◆ Description of the task ◆
Print out the entries that follow exactly, missing none.

---*---

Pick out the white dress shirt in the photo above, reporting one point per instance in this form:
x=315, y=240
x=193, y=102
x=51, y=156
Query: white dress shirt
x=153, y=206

---*---

◆ Result below ◆
Pick out the white dress shirt in the photo above, reporting one point per instance in this form:
x=315, y=240
x=193, y=102
x=51, y=156
Query: white dress shirt
x=153, y=206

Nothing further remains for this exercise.